# To do
Please swap "Target" for "Object" in the data starting at the line that contains "Task: Could you identify the white" and ending at the line that contains "<point>55,138</point>", and return only those lines with nothing else changed.

:: Record set ::

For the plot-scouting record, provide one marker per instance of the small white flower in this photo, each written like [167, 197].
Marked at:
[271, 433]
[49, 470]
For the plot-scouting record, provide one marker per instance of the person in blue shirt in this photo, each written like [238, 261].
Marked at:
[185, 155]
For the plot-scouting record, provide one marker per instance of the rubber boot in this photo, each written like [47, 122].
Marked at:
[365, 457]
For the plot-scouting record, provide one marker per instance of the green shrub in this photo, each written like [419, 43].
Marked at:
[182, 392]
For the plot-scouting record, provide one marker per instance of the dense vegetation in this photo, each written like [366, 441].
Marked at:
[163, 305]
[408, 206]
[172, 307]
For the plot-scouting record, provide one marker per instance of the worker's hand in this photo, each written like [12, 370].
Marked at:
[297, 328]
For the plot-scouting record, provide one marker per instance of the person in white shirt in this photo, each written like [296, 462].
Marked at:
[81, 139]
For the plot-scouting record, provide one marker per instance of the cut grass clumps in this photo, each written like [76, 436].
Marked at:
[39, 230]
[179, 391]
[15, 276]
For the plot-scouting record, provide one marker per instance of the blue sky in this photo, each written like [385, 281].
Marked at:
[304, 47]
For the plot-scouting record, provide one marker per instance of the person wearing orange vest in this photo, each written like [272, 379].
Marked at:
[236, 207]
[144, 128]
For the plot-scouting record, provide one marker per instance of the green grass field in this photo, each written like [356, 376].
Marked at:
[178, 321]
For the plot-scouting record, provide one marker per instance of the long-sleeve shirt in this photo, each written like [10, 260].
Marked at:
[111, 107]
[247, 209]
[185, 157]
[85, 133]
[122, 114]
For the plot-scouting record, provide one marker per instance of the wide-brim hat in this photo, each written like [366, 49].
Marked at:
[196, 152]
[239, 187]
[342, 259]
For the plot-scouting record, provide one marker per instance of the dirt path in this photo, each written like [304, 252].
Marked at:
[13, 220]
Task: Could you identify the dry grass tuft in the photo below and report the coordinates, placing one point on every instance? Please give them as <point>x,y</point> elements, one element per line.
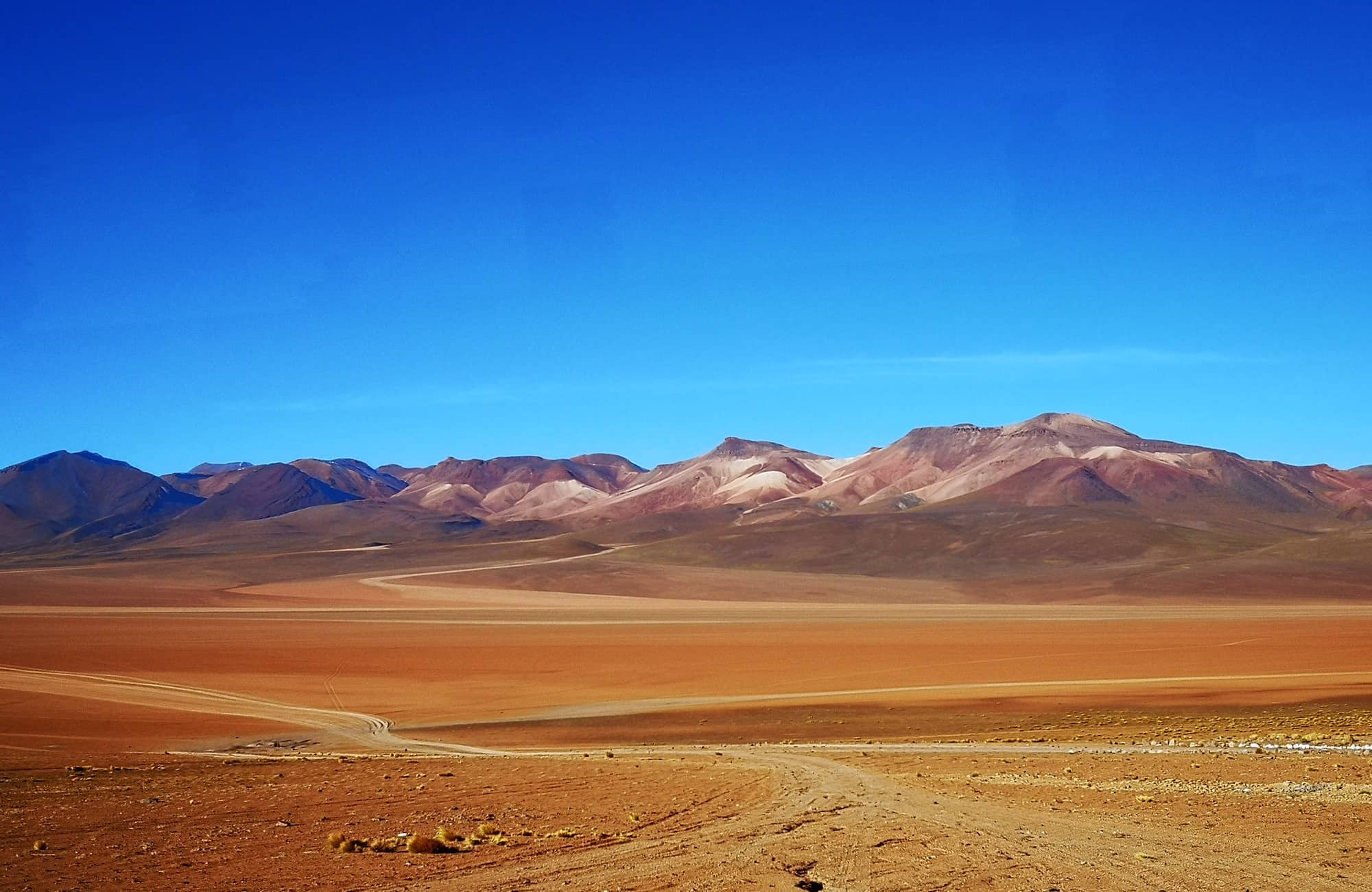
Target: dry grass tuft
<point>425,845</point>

:::
:: Record set ::

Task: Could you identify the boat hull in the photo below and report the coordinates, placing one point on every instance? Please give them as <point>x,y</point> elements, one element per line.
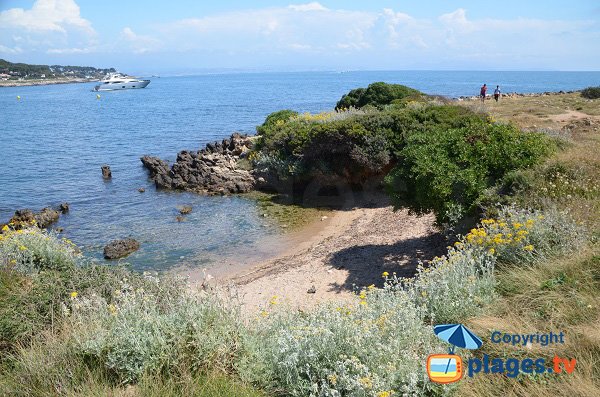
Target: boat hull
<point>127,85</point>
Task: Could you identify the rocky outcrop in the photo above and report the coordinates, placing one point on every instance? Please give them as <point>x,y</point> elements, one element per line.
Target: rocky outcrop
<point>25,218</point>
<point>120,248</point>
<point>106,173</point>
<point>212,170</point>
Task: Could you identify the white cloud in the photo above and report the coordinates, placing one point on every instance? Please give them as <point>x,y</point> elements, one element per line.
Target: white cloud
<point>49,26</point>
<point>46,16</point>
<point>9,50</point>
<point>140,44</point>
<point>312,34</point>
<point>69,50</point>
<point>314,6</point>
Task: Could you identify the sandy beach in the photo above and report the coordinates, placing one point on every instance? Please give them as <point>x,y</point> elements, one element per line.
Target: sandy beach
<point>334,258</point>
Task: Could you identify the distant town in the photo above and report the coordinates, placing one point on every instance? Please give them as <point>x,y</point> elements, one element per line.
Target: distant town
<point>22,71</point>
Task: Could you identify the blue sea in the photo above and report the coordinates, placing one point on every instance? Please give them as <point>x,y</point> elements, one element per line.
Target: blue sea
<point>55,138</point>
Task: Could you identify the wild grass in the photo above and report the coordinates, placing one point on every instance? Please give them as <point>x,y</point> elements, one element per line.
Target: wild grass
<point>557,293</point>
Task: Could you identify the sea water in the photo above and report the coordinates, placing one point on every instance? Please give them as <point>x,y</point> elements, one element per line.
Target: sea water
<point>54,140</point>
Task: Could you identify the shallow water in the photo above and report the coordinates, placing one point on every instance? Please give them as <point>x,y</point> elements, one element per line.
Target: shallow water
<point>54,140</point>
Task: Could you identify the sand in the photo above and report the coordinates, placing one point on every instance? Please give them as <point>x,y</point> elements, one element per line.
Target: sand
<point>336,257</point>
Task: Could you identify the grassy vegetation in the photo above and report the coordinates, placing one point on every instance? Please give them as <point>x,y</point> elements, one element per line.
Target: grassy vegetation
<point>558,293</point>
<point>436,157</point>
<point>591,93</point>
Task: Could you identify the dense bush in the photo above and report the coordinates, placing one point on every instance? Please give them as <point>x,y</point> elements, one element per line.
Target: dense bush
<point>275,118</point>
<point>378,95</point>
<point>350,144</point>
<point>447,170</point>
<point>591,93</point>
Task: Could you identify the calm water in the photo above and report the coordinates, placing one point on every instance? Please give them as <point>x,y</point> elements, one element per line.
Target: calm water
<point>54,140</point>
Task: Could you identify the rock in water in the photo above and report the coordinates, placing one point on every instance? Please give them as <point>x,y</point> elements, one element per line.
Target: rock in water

:::
:: Record set ::

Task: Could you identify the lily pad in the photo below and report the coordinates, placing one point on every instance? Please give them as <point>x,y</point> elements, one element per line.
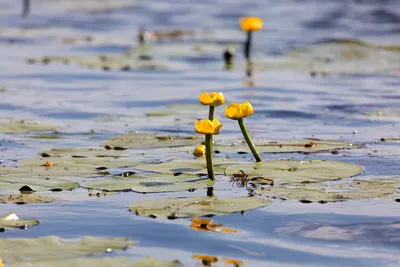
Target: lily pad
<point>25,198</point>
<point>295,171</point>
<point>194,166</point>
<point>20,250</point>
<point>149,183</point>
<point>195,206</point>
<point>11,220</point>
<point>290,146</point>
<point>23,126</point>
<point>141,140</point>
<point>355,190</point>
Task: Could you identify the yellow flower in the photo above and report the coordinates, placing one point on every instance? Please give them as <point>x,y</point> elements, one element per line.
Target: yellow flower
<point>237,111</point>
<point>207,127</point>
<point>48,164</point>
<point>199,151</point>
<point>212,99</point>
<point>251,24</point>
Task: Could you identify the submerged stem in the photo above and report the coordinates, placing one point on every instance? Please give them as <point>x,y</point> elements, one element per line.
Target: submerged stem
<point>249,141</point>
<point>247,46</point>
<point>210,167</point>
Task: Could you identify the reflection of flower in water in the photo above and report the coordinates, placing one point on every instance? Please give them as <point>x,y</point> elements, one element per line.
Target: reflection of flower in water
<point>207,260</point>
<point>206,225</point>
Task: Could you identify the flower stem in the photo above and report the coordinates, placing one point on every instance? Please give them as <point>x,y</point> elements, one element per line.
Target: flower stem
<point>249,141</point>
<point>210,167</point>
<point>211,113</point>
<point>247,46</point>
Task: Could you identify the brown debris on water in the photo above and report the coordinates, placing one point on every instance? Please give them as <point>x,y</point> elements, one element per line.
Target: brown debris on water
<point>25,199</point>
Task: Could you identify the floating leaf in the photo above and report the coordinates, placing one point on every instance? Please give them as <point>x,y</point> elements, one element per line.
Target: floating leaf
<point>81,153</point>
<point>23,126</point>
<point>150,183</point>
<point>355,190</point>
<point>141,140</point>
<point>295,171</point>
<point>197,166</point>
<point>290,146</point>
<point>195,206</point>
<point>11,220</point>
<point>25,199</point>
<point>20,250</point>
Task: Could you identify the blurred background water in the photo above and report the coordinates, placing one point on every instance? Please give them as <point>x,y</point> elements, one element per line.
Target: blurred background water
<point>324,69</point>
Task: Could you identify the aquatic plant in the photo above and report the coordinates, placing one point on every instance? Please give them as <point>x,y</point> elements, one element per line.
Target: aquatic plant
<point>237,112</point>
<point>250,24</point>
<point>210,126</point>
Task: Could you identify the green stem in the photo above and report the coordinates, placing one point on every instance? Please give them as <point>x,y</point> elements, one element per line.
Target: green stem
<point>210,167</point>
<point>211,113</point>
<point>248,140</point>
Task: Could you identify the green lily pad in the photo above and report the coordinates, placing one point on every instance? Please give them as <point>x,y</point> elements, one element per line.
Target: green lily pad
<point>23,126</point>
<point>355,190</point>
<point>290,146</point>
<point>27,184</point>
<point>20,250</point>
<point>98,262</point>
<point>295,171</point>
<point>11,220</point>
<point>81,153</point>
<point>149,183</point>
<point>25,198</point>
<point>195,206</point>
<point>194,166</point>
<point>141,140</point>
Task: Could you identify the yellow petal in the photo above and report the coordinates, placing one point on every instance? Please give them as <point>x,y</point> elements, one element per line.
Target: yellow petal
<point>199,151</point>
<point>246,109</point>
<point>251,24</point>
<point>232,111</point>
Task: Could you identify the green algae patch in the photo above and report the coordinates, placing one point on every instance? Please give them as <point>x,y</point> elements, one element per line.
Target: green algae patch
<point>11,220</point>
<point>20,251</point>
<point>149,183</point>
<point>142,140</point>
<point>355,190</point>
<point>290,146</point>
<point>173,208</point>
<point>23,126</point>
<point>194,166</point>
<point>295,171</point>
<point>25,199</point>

:::

# Correct result
Task: Could you identify the white cloud in the photo above and report the coordinates, placing one point on every instance? Please give them as <point>x,y</point> elements, one element per line.
Object: white cloud
<point>49,26</point>
<point>46,16</point>
<point>9,50</point>
<point>140,44</point>
<point>312,34</point>
<point>69,50</point>
<point>314,6</point>
Task: Could you identify the sandy beach in the photo above and report the coordinates, placing one point on every instance? Please give them as <point>x,y</point> elements, one element per line.
Object: sandy beach
<point>334,258</point>
Task: Could you identify the distant town in the photo above and report the coordinates, placing one point on every instance? Please give them as <point>x,y</point> elements, one element per line.
Object: distant town
<point>22,71</point>
Task: Could you identify the blue sea in the photo above and report the coordinates, placing one point on every instance? Please give them as <point>x,y</point> elements, one element per line.
Object: blue sea
<point>55,138</point>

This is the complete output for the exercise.